## [Tasks to complete]
**a)** In the text on Iraqi customs, rewrite everything from "Gift Giving" down to "opened when received.", putting "biscuits" in place of "cookies".
**b)** Using the text on Iraqi customs, explain in one to three sentences what shapes the character of Iraq's cuisine today.

## [Provided text]
-- START --
Iraqis often have several side discussions taking place during a meeting. They may interrupt the speaker if they have something to add. They can be loud and forceful in getting their point of view across.
Meeting and Greeting
Iraqi business people are relatively formal in their business dealings.
The common Arabic greeting is "asalaamu alaikum" (peace be with you), to which you should respond "wa alaikum salaam" (and peace be with you).
The most common business greeting is the handshake with direct eye contact.
Handshakes can be rather prolonged; try not to be the first person to remove your hand.
Men should wait to see if a woman extends her hand.
Business cards are given out.
It’s a nice touch to have one side of your card translated into Arabic

Gift Giving
If you are invited to an Iraqi’s home, bring a box of cookies, pastries or a box of chocolates. A fruit basket is also appreciated.
Flowers are being given more and more but only to a hostess.
If a man must give a gift to a woman, he should say that it is from his wife, mother, sister, or some other female relation.
A small gift for the children is always a good touch.
Gifts are given with two hands.
Gifts are generally not opened when received.

Global perspective vs country perspective
Government: parliamentary democracy
Local cuisine
Iraqi cuisine or Mesopotamian cuisine has a long history going back some 10,000 years – to the Sumerians, Babylonians, Assyrians, and Ancient Persians. Ancient Iraq recipes prepared in the temples during religious festivals – the first cookbooks in the world. Ancient Iraq, or Mesopotamia, was home to a sophisticated and highly advanced civilization, in all fields of knowledge, including the culinary arts. However, it was in the Islamic Golden Age when Baghdad was the capital of the Abbasid Caliphate (750–1258) that the Iraqi kitchen reached its zenith. Today, the cuisine of Iraq reflects this rich inheritance as well as strong influences from the culinary traditions of neighboring Persia, Turkey and the Syria region area.

Meals begin with appetizers and salads – known as Mezza. Some dishes include Kebab (often marinated with garlic, lemon and spices, then grilled), Gauss (grilled meat sandwich wrap, similar to Döner kebab), Bamieh (lamb, okra and tomato stew), Quzi (lamb with rice, almonds, raisins and spices), Falafel (fried chickpea patties served with amba and salad in pita), Kubbah (minced meat ground with bulghur wheat or rice and spices), Masgûf (grilled fish with pepper and tamarind), and Maqluba (a rice, lamb, tomato and aubergine dish). Stuffed vegetable dishes such as Dolma and Mahshi are also popular.
-- END --
## [Data supplied]
-- START --
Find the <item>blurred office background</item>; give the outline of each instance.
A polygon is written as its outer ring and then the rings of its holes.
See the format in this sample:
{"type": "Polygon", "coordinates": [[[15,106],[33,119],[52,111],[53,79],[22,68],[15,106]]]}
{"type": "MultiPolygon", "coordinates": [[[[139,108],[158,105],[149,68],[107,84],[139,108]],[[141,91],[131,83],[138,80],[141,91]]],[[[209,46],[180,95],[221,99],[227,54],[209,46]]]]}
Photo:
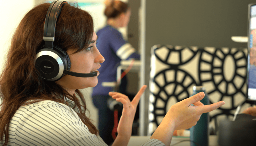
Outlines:
{"type": "MultiPolygon", "coordinates": [[[[248,5],[252,0],[180,1],[127,0],[132,8],[131,20],[124,35],[143,55],[141,84],[148,85],[150,80],[151,49],[157,44],[246,48],[246,43],[232,41],[232,36],[247,36],[248,5]]],[[[35,6],[48,1],[13,0],[1,2],[0,12],[0,69],[4,65],[5,55],[12,36],[24,15],[35,6]]],[[[72,1],[91,12],[97,31],[104,26],[103,0],[72,1]]],[[[122,30],[121,30],[122,31],[122,30]]],[[[83,89],[91,117],[97,127],[98,111],[90,96],[91,89],[83,89]]],[[[134,92],[134,91],[133,91],[134,92]]],[[[133,92],[133,91],[131,91],[133,92]]],[[[143,102],[145,114],[142,115],[148,125],[149,88],[143,102]]],[[[147,126],[141,132],[147,134],[147,126]]]]}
-- END --
## [Outputs by task]
**a)**
Gift Giving
If you are invited to an Iraqi’s home, bring a box of biscuits, pastries or a box of chocolates. A fruit basket is also appreciated.
Flowers are being given more and more but only to a hostess.
If a man must give a gift to a woman, he should say that it is from his wife, mother, sister, or some other female relation.
A small gift for the children is always a good touch.
Gifts are given with two hands.
Gifts are generally not opened when received.

**b)** Iraq's cuisine today reflects a rich inheritance from ancient Mesopotamia and from the Abbasid period, when the Iraqi kitchen reached its zenith with Baghdad as capital. It also shows strong influences from the culinary traditions of neighboring Persia, Turkey and the Syria region.